How many lines of the data below contain the string "green", counting only matches in that exact case? Reply with the number alone.

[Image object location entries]
———

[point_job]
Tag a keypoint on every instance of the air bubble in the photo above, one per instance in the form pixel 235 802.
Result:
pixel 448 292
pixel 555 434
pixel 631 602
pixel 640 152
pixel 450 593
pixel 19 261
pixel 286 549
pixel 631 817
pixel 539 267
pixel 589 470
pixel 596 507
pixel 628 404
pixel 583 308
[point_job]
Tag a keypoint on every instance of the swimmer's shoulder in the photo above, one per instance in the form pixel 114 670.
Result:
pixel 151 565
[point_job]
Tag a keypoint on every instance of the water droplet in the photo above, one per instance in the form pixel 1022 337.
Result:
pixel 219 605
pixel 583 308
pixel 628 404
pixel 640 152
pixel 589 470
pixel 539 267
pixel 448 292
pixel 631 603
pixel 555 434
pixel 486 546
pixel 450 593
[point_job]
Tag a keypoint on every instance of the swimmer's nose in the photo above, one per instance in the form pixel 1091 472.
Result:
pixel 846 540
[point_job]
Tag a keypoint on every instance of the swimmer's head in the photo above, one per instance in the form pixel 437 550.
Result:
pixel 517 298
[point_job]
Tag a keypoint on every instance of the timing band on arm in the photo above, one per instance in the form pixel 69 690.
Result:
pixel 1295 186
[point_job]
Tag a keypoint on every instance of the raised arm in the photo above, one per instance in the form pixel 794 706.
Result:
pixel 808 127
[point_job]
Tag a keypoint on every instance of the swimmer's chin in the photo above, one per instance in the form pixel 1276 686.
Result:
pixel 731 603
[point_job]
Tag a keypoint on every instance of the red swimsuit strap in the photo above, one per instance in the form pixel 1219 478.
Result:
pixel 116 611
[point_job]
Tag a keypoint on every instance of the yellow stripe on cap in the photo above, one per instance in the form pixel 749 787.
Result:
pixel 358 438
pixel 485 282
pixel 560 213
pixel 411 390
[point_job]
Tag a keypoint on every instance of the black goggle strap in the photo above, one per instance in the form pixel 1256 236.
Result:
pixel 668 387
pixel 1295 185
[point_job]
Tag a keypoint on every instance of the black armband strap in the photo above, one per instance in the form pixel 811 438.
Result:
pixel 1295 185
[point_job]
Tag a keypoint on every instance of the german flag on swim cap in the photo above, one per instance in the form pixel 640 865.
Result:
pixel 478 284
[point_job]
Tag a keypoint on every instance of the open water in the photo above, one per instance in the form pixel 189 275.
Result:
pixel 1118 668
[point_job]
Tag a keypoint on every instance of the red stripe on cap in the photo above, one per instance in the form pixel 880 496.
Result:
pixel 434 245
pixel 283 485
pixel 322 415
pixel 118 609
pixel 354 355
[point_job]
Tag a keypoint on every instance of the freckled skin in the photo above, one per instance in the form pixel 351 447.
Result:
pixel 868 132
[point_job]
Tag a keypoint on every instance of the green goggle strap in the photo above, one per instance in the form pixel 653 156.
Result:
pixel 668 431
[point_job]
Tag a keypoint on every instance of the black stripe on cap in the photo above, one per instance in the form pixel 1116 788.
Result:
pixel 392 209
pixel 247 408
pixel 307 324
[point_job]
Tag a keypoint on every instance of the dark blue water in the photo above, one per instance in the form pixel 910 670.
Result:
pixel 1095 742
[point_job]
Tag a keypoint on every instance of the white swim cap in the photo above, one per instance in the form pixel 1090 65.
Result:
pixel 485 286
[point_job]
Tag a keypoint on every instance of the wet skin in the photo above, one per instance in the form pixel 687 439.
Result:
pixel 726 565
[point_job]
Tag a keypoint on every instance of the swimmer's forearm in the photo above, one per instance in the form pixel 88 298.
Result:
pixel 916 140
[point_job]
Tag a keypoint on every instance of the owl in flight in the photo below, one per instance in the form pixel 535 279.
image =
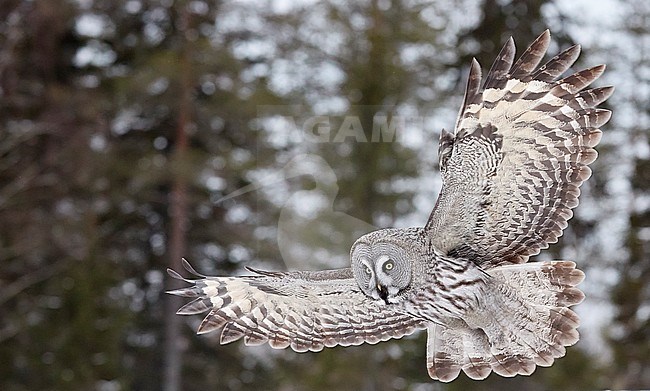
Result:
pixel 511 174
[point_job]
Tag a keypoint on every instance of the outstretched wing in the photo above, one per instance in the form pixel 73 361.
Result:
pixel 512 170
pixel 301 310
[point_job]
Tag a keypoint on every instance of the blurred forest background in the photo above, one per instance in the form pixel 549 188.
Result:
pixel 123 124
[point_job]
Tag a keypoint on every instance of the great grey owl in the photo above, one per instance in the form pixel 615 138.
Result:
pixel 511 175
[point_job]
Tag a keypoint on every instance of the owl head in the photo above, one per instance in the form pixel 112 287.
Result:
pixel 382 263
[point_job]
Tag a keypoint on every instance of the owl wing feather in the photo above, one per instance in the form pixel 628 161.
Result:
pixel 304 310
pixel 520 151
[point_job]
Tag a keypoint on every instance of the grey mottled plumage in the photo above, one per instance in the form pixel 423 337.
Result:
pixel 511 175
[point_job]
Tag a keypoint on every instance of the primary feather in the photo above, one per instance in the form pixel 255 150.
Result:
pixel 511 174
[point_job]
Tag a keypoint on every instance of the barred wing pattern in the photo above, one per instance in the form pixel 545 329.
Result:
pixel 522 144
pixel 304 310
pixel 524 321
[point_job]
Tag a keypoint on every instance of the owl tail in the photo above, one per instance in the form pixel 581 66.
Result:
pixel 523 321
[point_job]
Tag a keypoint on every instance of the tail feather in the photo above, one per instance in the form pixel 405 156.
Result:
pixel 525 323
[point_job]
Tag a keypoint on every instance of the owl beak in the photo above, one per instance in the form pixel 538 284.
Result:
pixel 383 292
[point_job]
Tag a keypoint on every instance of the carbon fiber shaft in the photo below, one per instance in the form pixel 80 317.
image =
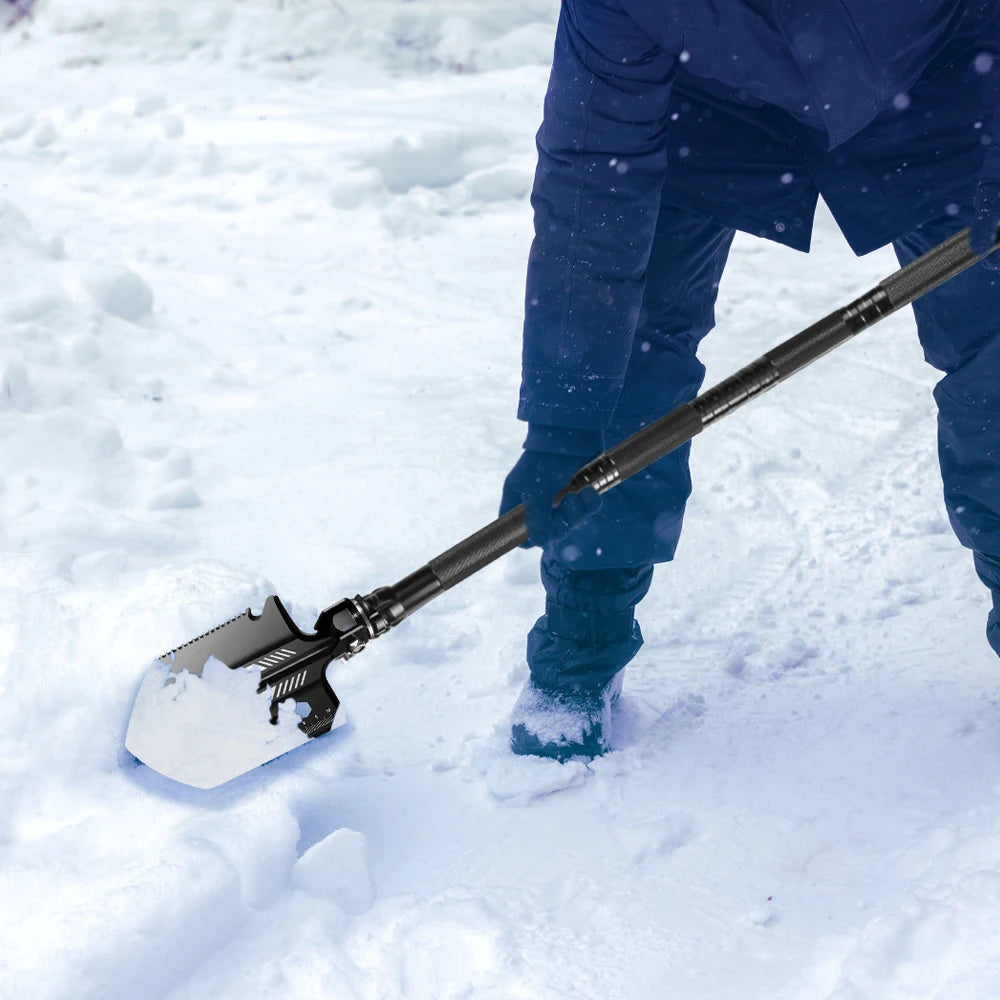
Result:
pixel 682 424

———

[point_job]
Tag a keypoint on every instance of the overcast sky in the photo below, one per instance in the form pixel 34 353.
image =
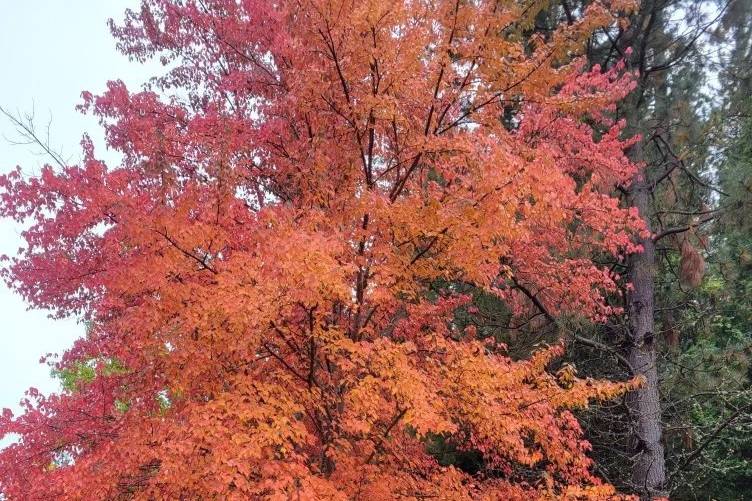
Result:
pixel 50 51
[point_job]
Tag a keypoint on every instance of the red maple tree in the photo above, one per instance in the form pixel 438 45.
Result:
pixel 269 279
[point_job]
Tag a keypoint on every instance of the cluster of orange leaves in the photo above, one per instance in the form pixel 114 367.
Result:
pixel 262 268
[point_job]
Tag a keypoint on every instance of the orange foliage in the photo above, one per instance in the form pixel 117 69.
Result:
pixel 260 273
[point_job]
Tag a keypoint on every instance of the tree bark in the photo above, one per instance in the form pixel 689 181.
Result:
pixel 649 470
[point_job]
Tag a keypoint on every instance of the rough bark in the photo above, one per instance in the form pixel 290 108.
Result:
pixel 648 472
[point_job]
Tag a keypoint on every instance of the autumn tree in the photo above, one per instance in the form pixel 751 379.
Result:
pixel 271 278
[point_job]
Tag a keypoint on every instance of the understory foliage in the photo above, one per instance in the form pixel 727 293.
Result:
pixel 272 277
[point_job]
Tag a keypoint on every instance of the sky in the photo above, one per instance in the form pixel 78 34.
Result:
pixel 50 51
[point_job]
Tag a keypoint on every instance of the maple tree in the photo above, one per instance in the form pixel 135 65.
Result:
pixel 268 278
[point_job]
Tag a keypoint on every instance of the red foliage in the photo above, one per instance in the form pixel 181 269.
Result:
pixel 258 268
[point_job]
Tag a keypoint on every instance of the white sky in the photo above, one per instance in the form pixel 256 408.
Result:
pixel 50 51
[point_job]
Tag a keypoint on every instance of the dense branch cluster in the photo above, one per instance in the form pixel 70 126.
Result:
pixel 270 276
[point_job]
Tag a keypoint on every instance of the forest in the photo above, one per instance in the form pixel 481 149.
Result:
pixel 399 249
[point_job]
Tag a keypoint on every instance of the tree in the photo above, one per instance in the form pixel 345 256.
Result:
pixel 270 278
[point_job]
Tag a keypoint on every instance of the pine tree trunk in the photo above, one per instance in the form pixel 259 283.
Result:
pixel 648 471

———

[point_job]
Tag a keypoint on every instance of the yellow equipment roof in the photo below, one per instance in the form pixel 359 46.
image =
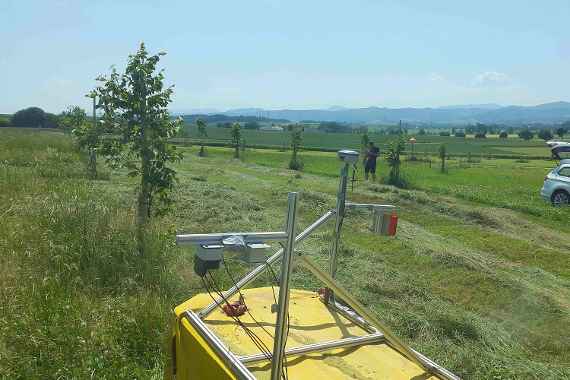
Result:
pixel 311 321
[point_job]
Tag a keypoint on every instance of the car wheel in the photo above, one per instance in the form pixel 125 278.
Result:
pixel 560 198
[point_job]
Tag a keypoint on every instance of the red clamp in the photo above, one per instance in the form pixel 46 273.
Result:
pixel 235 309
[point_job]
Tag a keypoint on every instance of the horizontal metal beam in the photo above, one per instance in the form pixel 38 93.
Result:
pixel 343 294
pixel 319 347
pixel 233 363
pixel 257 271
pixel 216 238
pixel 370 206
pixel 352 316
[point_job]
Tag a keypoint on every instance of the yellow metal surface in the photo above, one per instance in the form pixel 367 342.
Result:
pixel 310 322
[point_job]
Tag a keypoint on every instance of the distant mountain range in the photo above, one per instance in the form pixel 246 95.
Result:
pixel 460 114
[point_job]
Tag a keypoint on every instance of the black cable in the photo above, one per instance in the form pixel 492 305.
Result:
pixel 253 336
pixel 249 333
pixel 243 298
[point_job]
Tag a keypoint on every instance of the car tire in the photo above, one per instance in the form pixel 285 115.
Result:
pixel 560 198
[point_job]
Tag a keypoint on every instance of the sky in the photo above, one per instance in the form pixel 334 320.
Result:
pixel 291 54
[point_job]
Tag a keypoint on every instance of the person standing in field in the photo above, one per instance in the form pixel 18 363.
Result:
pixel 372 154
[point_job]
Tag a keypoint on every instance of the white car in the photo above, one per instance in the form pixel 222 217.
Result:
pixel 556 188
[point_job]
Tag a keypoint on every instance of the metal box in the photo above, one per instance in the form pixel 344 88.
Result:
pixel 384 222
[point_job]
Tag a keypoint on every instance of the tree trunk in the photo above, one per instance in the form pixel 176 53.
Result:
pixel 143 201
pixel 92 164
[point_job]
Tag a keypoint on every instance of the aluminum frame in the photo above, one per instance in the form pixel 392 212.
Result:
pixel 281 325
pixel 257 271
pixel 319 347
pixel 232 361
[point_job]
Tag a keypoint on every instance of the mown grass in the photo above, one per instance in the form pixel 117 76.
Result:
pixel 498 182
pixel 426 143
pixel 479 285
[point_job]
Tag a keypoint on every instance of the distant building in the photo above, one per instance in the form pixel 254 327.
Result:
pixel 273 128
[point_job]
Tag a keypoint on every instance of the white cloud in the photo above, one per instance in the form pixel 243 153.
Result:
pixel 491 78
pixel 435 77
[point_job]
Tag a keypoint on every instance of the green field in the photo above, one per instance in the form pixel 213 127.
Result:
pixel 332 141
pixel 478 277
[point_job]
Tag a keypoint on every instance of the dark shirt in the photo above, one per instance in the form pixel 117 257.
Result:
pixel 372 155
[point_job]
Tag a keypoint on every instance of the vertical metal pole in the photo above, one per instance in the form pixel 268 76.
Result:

———

### WRITTEN SOLUTION
2